→ Direction 1
Copy from the Pipeparana thread the passage that begins at the words "i like the idea" and stops after "(Feb 19, 2010)".
→ Direction 2
Extend the Pipeparana forum thread, picking up right after its final sentence.

# Pipeparana



## ChrisConnor (Dec 31, 2009)




----------



## greenscoutII (Aug 27, 2008)

Hmmm. It's only case hardened. Make the teeth out of high speed steel and it might be ok.

I'd have to try it under real world conditions. Looks a little gimicky.


----------



## ianclapham (Jan 10, 2011)

i like the idea for 1 1/2" pvc, but very expensive considering its basically a oversize 1 1/2" holesaw and a simple guide fitted in place of pilot drill.
$140 for 1 saw on their site.


----------



## Tommy plumber (Feb 19, 2010)

I am a believer.

One time I had a job where I looked at the W/C wobbling. So I pulled it up and saw a pvc flange broken. I gave the guy a price to pull and re-set W/C, and replace a 4" pvc flange. What I didn't see was that the flange was the kind that are glued outside the W/C riser, not an inside flange. It was on first floor of a slab-on-grade, so the flange was encased in concrete. Being a man of my word, I did not want to ask man for more money. So I chipped all around this POS flange, removed it and replaced it. What I thought was an in and out job of like 2 hrs at most, took more like 3 or 4 hrs. I wish I had had that pipe parana then. My 'Ram- Bit' was useless, because it only works on removing pipe from hub of a fitting. The pipe parana will remove the fitting from the pipe.

→ Dataset rows
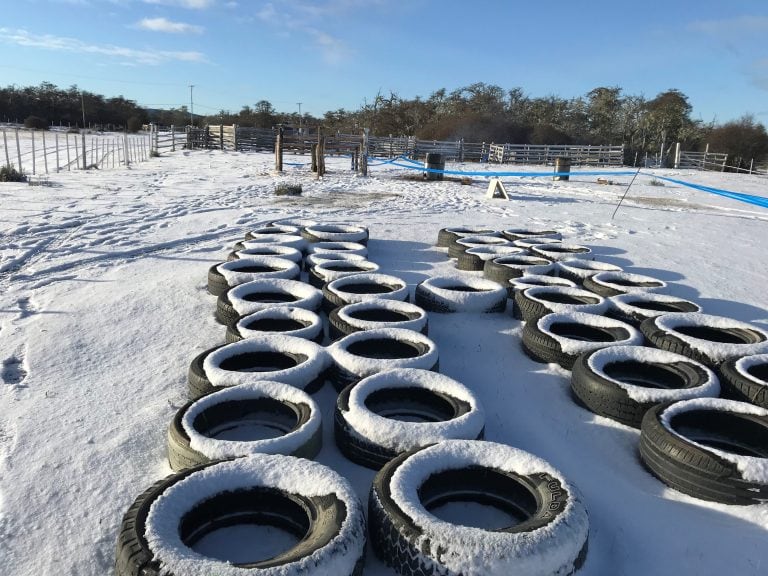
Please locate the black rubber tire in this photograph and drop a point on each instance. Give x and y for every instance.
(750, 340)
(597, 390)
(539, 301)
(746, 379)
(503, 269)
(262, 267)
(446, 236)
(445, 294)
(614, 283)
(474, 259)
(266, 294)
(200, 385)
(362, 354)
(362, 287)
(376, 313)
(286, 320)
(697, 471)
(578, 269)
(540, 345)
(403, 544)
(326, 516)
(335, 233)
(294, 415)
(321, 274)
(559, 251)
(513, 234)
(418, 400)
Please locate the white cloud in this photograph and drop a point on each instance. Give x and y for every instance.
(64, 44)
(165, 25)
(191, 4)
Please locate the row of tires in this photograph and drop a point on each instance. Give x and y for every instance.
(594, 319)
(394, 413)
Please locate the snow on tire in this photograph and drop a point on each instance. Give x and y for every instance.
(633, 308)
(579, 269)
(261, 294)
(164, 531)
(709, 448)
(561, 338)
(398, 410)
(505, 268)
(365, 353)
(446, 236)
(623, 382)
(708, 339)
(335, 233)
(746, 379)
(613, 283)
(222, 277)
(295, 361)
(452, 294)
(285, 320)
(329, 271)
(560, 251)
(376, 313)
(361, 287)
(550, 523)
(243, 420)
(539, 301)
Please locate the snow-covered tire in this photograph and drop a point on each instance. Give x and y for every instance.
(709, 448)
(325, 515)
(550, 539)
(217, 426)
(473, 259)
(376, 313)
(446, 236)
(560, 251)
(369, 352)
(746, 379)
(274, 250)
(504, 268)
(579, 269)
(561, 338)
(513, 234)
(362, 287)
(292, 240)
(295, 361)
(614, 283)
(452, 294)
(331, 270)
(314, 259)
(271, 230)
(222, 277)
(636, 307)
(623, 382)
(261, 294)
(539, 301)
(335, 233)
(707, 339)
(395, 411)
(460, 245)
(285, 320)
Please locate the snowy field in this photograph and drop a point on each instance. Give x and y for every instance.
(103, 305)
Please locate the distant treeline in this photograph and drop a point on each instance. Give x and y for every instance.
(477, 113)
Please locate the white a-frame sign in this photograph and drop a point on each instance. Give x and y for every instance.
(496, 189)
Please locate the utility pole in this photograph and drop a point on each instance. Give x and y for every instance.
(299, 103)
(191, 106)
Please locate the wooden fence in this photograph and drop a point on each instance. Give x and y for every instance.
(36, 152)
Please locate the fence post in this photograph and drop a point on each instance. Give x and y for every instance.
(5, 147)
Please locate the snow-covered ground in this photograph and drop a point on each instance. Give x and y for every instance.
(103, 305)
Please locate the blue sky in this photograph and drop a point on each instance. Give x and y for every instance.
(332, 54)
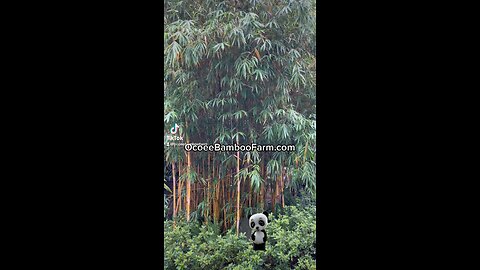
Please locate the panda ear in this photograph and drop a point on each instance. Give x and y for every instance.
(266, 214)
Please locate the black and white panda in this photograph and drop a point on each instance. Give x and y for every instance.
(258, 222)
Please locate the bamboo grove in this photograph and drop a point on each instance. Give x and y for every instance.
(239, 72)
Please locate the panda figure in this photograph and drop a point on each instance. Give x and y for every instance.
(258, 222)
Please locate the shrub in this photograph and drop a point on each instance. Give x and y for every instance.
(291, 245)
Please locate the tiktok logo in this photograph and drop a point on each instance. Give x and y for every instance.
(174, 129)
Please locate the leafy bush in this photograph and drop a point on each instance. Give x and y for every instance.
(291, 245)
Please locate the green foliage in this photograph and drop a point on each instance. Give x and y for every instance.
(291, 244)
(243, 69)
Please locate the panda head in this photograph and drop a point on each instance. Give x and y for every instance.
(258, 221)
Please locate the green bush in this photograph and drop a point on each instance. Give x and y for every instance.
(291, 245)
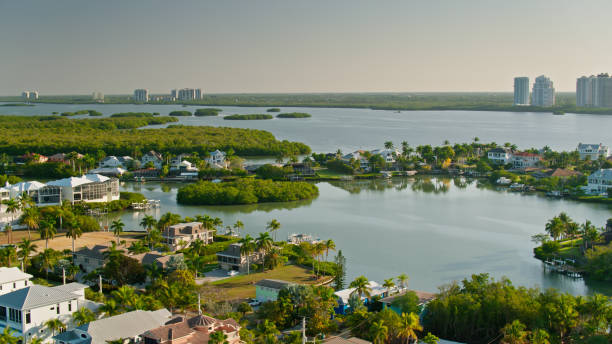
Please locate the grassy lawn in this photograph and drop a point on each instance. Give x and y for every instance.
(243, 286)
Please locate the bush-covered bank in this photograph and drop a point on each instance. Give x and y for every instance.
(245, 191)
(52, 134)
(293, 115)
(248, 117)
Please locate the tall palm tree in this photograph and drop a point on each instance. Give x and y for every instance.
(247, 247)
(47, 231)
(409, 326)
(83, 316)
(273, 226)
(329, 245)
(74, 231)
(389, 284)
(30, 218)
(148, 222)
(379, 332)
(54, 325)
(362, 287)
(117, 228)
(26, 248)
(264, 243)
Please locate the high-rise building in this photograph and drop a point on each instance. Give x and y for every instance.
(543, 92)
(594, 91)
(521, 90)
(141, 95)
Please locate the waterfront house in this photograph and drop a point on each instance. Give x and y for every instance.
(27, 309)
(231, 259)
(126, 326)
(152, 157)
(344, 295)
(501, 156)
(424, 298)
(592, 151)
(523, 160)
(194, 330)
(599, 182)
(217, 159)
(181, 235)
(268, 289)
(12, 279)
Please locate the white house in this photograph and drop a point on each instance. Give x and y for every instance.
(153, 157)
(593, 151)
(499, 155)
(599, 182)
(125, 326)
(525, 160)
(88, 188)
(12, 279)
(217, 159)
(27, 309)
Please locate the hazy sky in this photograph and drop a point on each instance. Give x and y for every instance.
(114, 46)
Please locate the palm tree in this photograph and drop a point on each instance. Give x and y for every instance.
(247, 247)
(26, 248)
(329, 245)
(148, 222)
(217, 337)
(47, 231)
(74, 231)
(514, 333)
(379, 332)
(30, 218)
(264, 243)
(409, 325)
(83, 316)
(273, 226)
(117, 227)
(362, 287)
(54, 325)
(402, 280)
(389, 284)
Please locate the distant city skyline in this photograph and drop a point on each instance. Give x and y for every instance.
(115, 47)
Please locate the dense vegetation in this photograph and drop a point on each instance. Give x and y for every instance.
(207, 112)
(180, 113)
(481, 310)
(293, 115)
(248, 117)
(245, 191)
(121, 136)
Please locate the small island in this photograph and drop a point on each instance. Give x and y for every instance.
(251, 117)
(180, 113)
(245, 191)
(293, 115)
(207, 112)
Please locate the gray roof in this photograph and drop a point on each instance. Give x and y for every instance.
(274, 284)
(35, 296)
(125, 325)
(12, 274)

→ Written answer 1
i like the idea for 1 1/2" pvc, but very expensive considering its basically a oversize 1 1/2" holesaw and a simple guide fitted in place of pilot drill.
$140 for 1 saw on their site.


----------



## Tommy plumber (Feb 19, 2010)

→ Written answer 2
I want at least to purchase the 3" and 4" for W/C's.


----------



## Proud Plumber (Sep 15, 2008)

I am sold. That is a gnarly looking cutting blade. Actually I hate the inside grinder we showed in the beginning. I have never been able to make one of those cheap POS's to work properly.

LOL it appears ABS is nasty to cut no matter what you are doing. It always seems to want to weld itself back together.


----------



## ianclapham (Jan 10, 2011)

Tommy plumber said:


> I am a believer.
> 
> One time I had a job where I looked at the W/C wobbling. So I pulled it up and saw a pvc flange broken. I gave the guy a price to pull and re-set W/C, and replace a 4" pvc flange. What I didn't see was that the flange was the kind that are glued outside the W/C riser, not an inside flange. It was on first floor of a slab-on-grade, so the flange was encased in concrete. Being a man of my word, I did not want to ask man for more money. So I chipped all around this POS flange, removed it and replaced it. What I thought was an in and out job of like 2 hrs at most, took more like 3 or 4 hrs. I wish I had had that pipe parana then. My 'Ram- Bit' was useless, because it only works on removing pipe from hub of a fitting. The pipe parana will remove the fitting from the pipe.
> 
> I want at least to purchase the 3" and 4" for W/C's.


i like the idea very much tommy and it would have saved you alot of time.
however could you justify the cost?
$300 for 2?
how many jobs like above have you needed this tool?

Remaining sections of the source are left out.